* EXERCISE OBJECTIVE *
Copy the result of filtering the entries below for lines that include the string "window".
Segment Start: STUDY MATERIAL
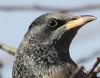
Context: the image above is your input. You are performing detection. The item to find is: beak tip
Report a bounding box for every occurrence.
[90,16,97,21]
[93,16,97,20]
[80,15,97,21]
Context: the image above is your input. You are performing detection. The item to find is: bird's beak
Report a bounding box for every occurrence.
[64,15,96,30]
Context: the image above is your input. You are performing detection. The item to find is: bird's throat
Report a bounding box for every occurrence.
[54,28,78,63]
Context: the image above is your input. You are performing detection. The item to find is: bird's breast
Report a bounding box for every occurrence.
[43,71,65,78]
[42,65,66,78]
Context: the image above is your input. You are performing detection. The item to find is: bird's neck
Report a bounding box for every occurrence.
[53,28,78,65]
[54,42,77,66]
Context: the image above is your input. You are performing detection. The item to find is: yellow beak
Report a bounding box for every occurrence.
[64,15,96,30]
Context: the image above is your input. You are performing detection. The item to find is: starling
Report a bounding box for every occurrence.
[12,13,96,78]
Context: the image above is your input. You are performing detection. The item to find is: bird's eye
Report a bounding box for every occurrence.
[47,18,58,27]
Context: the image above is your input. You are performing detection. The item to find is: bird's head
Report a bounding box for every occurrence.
[27,13,96,50]
[19,13,96,62]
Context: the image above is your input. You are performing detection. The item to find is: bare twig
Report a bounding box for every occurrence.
[0,61,3,68]
[87,67,100,78]
[96,67,100,72]
[0,61,3,78]
[87,57,100,78]
[0,3,100,12]
[0,43,16,55]
[69,66,84,78]
[93,67,100,78]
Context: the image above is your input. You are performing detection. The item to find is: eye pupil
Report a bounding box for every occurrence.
[48,18,58,27]
[49,20,56,26]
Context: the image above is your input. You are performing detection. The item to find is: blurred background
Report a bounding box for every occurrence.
[0,0,100,78]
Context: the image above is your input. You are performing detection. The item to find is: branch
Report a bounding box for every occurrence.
[0,3,100,12]
[96,66,100,72]
[69,66,84,78]
[87,57,100,78]
[0,61,3,68]
[77,51,100,64]
[0,43,16,55]
[0,61,3,78]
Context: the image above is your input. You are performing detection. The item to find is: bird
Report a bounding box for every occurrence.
[12,13,96,78]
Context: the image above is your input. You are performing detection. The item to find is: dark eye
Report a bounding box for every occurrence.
[47,18,58,27]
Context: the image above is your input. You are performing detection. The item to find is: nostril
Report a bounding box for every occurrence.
[72,16,79,20]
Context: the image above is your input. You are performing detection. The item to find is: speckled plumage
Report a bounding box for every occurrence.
[12,13,95,78]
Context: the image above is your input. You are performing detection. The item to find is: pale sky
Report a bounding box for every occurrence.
[0,0,100,78]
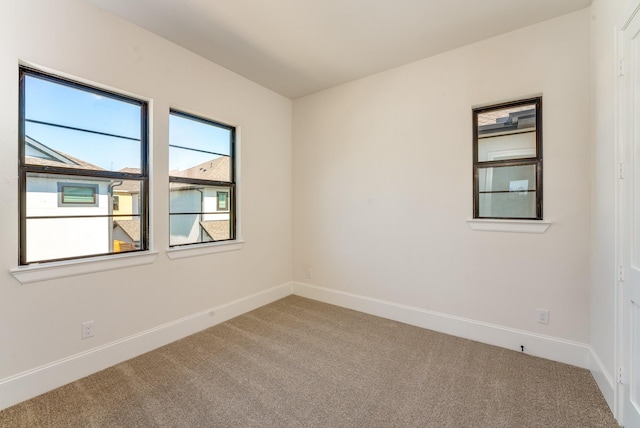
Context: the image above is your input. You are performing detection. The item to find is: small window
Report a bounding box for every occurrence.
[58,183,98,206]
[169,110,235,246]
[19,67,149,265]
[217,192,229,211]
[473,97,542,220]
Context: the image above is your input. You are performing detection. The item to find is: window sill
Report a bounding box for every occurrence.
[166,239,245,260]
[466,219,551,234]
[10,251,159,284]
Segment End: STUDY MATERIAL
* SOLUTION TO THE EXERCISE *
Context: the image above is your input. You are performing detection. The item to find is: small window
Context: the image above is your input. You are performing detection. The item to find is: window sill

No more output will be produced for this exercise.